- What needs to be done: Drop the pictures and extract exactly the lines from the one that contains "the green calyx" through the end of the material.
>>>>
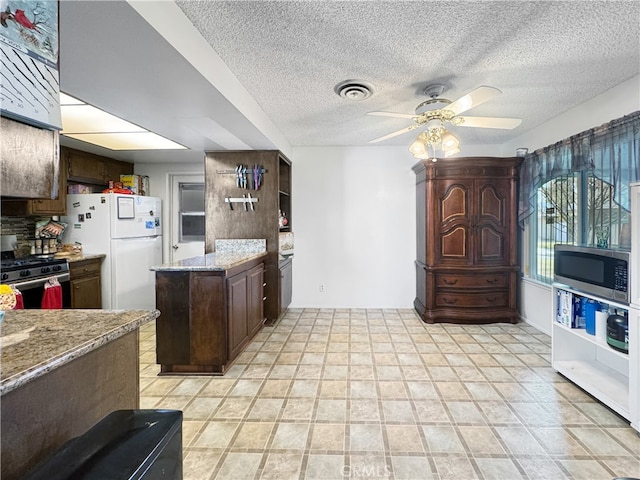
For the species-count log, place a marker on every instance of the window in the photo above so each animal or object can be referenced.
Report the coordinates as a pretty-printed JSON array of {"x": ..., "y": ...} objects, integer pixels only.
[
  {"x": 191, "y": 212},
  {"x": 576, "y": 208}
]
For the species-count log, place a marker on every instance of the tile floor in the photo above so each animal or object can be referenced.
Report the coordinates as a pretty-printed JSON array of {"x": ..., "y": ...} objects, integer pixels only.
[{"x": 378, "y": 394}]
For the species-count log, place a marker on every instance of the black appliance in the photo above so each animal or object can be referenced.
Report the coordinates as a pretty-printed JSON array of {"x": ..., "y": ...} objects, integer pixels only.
[
  {"x": 124, "y": 445},
  {"x": 600, "y": 272},
  {"x": 30, "y": 275},
  {"x": 618, "y": 332}
]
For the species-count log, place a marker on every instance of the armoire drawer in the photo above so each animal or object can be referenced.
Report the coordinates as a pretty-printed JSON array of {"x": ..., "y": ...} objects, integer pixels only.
[
  {"x": 477, "y": 280},
  {"x": 492, "y": 299}
]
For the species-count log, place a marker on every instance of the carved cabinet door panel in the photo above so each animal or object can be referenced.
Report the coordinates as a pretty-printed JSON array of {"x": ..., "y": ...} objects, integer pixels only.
[
  {"x": 453, "y": 221},
  {"x": 491, "y": 222}
]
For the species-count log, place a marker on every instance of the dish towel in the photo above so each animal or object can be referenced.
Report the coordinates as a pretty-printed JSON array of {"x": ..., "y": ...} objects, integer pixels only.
[
  {"x": 52, "y": 297},
  {"x": 19, "y": 299}
]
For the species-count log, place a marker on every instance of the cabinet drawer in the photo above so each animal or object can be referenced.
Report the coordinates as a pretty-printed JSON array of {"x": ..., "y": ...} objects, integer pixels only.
[
  {"x": 472, "y": 300},
  {"x": 488, "y": 280},
  {"x": 84, "y": 268}
]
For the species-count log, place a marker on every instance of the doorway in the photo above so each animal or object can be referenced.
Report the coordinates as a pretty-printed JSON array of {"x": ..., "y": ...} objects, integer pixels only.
[{"x": 187, "y": 216}]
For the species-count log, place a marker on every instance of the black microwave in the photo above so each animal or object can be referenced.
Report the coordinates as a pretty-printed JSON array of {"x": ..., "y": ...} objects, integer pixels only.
[{"x": 600, "y": 272}]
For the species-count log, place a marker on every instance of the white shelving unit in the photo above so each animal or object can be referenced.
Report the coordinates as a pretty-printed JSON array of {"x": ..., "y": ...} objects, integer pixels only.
[{"x": 590, "y": 363}]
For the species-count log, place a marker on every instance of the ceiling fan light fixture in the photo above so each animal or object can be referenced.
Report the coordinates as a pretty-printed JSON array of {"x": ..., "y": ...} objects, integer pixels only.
[
  {"x": 419, "y": 147},
  {"x": 449, "y": 141}
]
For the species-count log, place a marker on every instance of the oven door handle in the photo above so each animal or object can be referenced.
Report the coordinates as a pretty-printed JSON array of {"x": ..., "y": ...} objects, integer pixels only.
[{"x": 38, "y": 282}]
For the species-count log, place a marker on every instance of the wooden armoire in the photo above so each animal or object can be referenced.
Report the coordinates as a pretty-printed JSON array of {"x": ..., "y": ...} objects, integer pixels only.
[{"x": 467, "y": 262}]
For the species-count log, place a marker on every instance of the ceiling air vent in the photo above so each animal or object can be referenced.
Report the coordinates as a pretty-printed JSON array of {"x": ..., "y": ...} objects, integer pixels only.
[{"x": 354, "y": 90}]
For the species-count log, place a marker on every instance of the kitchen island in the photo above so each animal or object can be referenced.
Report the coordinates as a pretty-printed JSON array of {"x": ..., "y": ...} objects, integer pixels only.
[
  {"x": 212, "y": 305},
  {"x": 62, "y": 372}
]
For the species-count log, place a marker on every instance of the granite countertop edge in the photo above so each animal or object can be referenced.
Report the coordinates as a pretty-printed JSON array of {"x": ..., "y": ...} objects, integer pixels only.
[
  {"x": 209, "y": 262},
  {"x": 90, "y": 256},
  {"x": 139, "y": 318}
]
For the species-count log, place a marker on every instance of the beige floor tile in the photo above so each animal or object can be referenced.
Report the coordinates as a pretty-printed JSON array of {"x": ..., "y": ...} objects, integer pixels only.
[
  {"x": 275, "y": 388},
  {"x": 333, "y": 389},
  {"x": 253, "y": 436},
  {"x": 376, "y": 393},
  {"x": 624, "y": 466},
  {"x": 455, "y": 468},
  {"x": 404, "y": 439},
  {"x": 335, "y": 372},
  {"x": 326, "y": 467},
  {"x": 298, "y": 409},
  {"x": 498, "y": 468},
  {"x": 199, "y": 464},
  {"x": 410, "y": 468},
  {"x": 328, "y": 437},
  {"x": 398, "y": 411},
  {"x": 364, "y": 410},
  {"x": 201, "y": 408},
  {"x": 519, "y": 440},
  {"x": 392, "y": 390},
  {"x": 290, "y": 436},
  {"x": 239, "y": 466},
  {"x": 585, "y": 469},
  {"x": 233, "y": 408},
  {"x": 216, "y": 434},
  {"x": 432, "y": 411},
  {"x": 365, "y": 437},
  {"x": 442, "y": 439},
  {"x": 557, "y": 441},
  {"x": 465, "y": 413},
  {"x": 452, "y": 391},
  {"x": 331, "y": 410},
  {"x": 266, "y": 409},
  {"x": 304, "y": 388},
  {"x": 245, "y": 388},
  {"x": 282, "y": 466},
  {"x": 542, "y": 469},
  {"x": 481, "y": 441},
  {"x": 598, "y": 442}
]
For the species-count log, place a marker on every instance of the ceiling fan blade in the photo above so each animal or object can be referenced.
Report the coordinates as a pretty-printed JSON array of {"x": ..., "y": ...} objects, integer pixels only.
[
  {"x": 392, "y": 114},
  {"x": 394, "y": 134},
  {"x": 490, "y": 122},
  {"x": 472, "y": 99}
]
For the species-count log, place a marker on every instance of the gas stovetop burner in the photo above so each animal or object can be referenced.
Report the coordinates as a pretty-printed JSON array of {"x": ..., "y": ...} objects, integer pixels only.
[{"x": 21, "y": 269}]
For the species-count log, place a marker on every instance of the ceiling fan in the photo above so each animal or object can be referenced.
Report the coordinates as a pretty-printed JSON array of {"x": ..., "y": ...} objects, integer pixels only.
[{"x": 436, "y": 112}]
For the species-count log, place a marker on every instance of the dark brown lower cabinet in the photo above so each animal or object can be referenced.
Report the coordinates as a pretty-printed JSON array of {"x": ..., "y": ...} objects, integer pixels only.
[
  {"x": 207, "y": 317},
  {"x": 286, "y": 283},
  {"x": 86, "y": 289}
]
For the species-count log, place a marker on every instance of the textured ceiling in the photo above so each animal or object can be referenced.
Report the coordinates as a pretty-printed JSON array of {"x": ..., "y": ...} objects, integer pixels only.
[
  {"x": 546, "y": 57},
  {"x": 265, "y": 72}
]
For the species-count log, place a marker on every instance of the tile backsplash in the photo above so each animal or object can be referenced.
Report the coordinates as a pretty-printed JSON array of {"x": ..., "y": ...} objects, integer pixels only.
[{"x": 23, "y": 228}]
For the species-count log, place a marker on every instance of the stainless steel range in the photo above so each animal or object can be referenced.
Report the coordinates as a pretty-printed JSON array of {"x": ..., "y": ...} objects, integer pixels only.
[{"x": 30, "y": 275}]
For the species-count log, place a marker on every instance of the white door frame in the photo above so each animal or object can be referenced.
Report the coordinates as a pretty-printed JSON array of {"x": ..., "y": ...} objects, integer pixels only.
[{"x": 174, "y": 222}]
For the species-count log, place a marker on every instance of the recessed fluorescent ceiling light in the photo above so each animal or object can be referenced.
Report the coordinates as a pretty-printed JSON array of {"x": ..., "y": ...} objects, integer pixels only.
[{"x": 89, "y": 124}]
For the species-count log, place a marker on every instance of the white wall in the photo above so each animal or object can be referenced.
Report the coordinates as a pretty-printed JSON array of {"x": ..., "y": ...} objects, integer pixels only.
[
  {"x": 353, "y": 217},
  {"x": 354, "y": 213},
  {"x": 159, "y": 186}
]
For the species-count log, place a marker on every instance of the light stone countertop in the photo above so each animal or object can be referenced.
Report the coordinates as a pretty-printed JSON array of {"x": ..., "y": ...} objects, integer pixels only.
[
  {"x": 209, "y": 262},
  {"x": 90, "y": 256},
  {"x": 34, "y": 342}
]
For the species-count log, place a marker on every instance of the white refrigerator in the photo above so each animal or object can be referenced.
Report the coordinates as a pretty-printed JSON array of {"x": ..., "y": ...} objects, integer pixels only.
[{"x": 128, "y": 230}]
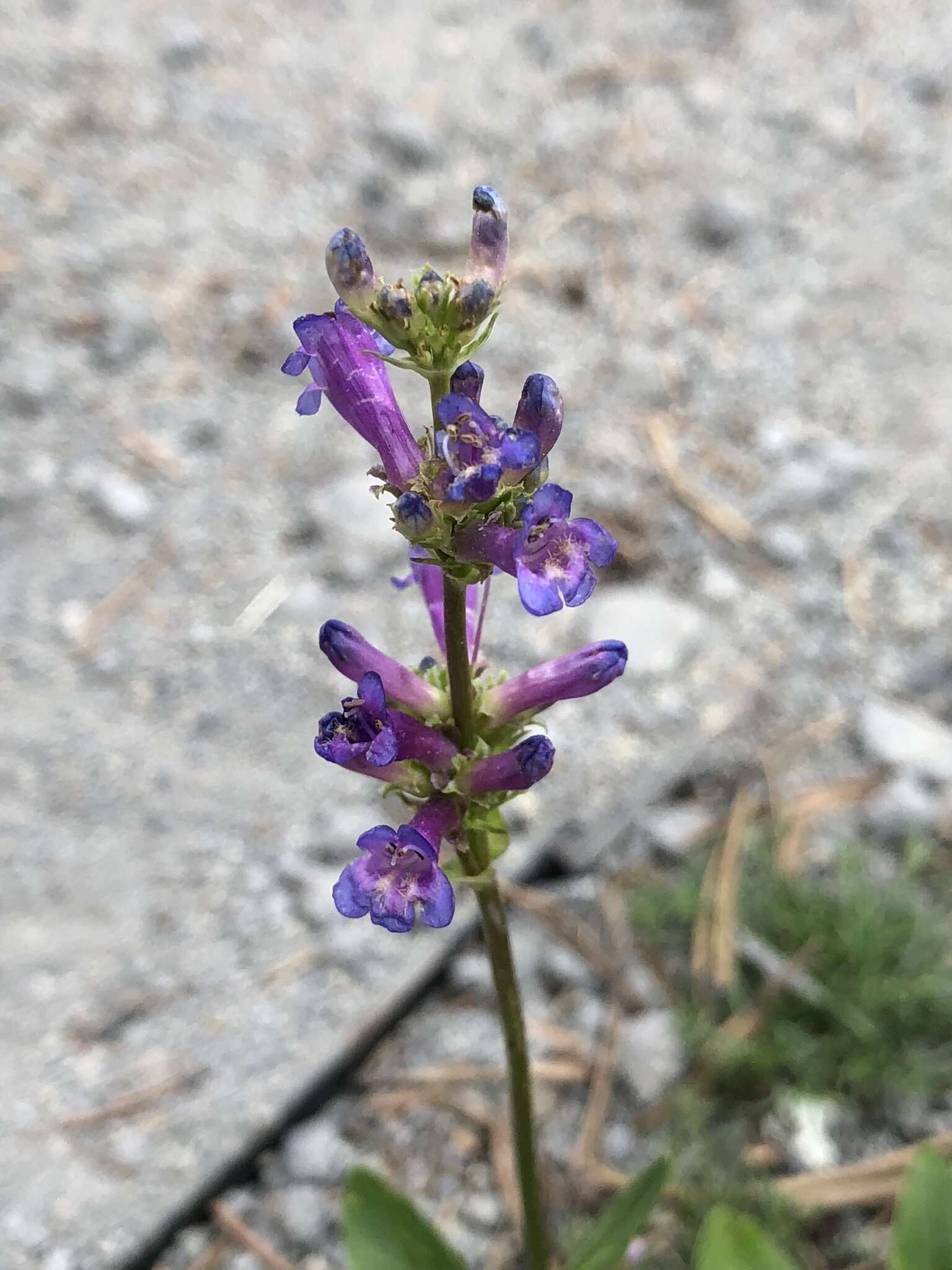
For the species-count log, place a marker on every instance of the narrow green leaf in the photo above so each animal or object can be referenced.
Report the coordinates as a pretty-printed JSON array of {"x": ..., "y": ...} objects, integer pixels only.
[
  {"x": 731, "y": 1241},
  {"x": 604, "y": 1242},
  {"x": 384, "y": 1228},
  {"x": 922, "y": 1228}
]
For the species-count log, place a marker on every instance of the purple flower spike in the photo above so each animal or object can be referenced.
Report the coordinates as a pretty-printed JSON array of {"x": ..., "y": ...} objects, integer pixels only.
[
  {"x": 576, "y": 675},
  {"x": 467, "y": 380},
  {"x": 350, "y": 269},
  {"x": 430, "y": 578},
  {"x": 553, "y": 557},
  {"x": 399, "y": 871},
  {"x": 366, "y": 729},
  {"x": 353, "y": 655},
  {"x": 340, "y": 353},
  {"x": 479, "y": 447},
  {"x": 517, "y": 769},
  {"x": 541, "y": 411},
  {"x": 489, "y": 244}
]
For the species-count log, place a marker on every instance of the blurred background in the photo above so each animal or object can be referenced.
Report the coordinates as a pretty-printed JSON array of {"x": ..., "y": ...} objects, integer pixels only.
[{"x": 730, "y": 246}]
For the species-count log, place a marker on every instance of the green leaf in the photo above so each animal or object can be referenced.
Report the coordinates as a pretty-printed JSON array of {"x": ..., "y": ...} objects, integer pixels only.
[
  {"x": 730, "y": 1241},
  {"x": 384, "y": 1228},
  {"x": 922, "y": 1228},
  {"x": 607, "y": 1237}
]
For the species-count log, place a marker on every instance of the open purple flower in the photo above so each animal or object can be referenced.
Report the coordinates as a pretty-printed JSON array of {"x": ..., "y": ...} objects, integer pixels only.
[
  {"x": 551, "y": 557},
  {"x": 339, "y": 352},
  {"x": 367, "y": 730},
  {"x": 517, "y": 769},
  {"x": 478, "y": 448},
  {"x": 353, "y": 655},
  {"x": 576, "y": 675},
  {"x": 399, "y": 873}
]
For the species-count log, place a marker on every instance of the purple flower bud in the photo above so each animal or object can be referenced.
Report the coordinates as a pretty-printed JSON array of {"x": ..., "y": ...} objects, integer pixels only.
[
  {"x": 489, "y": 244},
  {"x": 350, "y": 269},
  {"x": 399, "y": 871},
  {"x": 514, "y": 769},
  {"x": 576, "y": 675},
  {"x": 475, "y": 303},
  {"x": 478, "y": 448},
  {"x": 430, "y": 578},
  {"x": 467, "y": 381},
  {"x": 364, "y": 728},
  {"x": 541, "y": 411},
  {"x": 340, "y": 353},
  {"x": 394, "y": 305},
  {"x": 413, "y": 516},
  {"x": 430, "y": 290},
  {"x": 353, "y": 655}
]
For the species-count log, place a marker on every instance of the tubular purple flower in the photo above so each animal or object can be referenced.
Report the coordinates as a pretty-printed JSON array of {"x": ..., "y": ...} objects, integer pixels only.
[
  {"x": 517, "y": 769},
  {"x": 430, "y": 579},
  {"x": 350, "y": 269},
  {"x": 576, "y": 675},
  {"x": 541, "y": 411},
  {"x": 399, "y": 871},
  {"x": 553, "y": 557},
  {"x": 467, "y": 381},
  {"x": 489, "y": 244},
  {"x": 338, "y": 350},
  {"x": 353, "y": 655},
  {"x": 364, "y": 728}
]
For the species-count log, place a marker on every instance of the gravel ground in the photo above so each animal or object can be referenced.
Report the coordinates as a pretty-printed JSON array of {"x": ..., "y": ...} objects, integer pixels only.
[{"x": 730, "y": 246}]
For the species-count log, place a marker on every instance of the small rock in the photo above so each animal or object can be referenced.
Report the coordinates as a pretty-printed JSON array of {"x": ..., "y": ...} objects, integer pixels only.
[
  {"x": 660, "y": 631},
  {"x": 718, "y": 223},
  {"x": 927, "y": 88},
  {"x": 409, "y": 140},
  {"x": 470, "y": 973},
  {"x": 315, "y": 1152},
  {"x": 304, "y": 1214},
  {"x": 903, "y": 737},
  {"x": 720, "y": 584},
  {"x": 786, "y": 545},
  {"x": 483, "y": 1210},
  {"x": 677, "y": 828},
  {"x": 653, "y": 1053},
  {"x": 810, "y": 1122},
  {"x": 121, "y": 502},
  {"x": 901, "y": 806},
  {"x": 562, "y": 968}
]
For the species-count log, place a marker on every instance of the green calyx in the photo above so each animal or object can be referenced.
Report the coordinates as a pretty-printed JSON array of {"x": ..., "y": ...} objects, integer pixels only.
[{"x": 438, "y": 322}]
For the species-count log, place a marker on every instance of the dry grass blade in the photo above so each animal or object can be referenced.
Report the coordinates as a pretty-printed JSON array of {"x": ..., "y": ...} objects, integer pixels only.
[
  {"x": 719, "y": 516},
  {"x": 122, "y": 597},
  {"x": 131, "y": 1104},
  {"x": 578, "y": 935},
  {"x": 231, "y": 1225},
  {"x": 714, "y": 945},
  {"x": 500, "y": 1153},
  {"x": 809, "y": 807},
  {"x": 868, "y": 1181}
]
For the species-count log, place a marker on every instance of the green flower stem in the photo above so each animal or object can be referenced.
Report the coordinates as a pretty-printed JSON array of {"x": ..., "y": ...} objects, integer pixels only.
[
  {"x": 495, "y": 933},
  {"x": 439, "y": 386}
]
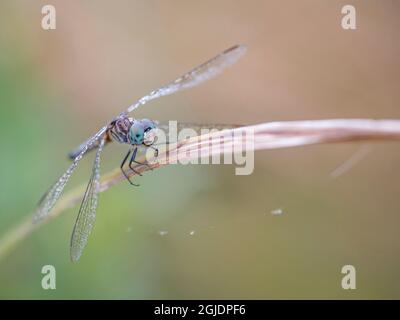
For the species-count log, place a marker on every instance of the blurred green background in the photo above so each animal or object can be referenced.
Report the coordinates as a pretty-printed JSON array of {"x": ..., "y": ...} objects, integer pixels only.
[{"x": 58, "y": 87}]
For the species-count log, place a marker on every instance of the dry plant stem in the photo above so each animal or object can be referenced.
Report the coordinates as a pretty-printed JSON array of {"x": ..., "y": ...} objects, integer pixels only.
[{"x": 266, "y": 136}]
<<<<
- Task solution:
For the species-count log, place a marker on every instance of the green calyx in the photo above so each animal or object can be referenced.
Report the coordinates as a pretty-printed JSON array of {"x": ..., "y": ...} objects, integer pixels only.
[{"x": 438, "y": 322}]
For the species-count log, place a marker on every instance of the dry grass blade in the photo above so each animal or object can be referenced.
Report the coordinates as a pretty-printed JSON array of {"x": ..., "y": ...} objects, integer pixels only.
[
  {"x": 719, "y": 516},
  {"x": 122, "y": 597},
  {"x": 131, "y": 1104},
  {"x": 578, "y": 935},
  {"x": 231, "y": 1225},
  {"x": 714, "y": 945},
  {"x": 500, "y": 1153},
  {"x": 809, "y": 807},
  {"x": 868, "y": 1181}
]
For the species-count log, place a marker on every instance of the green flower stem in the photo above so each animal or object can be referenced.
Report the coordinates as a pretty-printed JSON array of {"x": ..., "y": ...} objects, integer pixels only.
[
  {"x": 495, "y": 933},
  {"x": 439, "y": 386}
]
For the species-count log, place a marker on every instance of the blurred green background in the photo above so each animal or object can be referenced.
Report the coordinates as a pretty-printed JSON array of {"x": ..., "y": ...} objects, integer pixels only.
[{"x": 58, "y": 87}]
For the species-count log, place a marker on every instance of the dry plant stem in the photo above so each animal or object can be referenced.
Report the coordinates as a pretty-printed JSON array of {"x": ..., "y": ...} objects, integer pixels only.
[{"x": 266, "y": 136}]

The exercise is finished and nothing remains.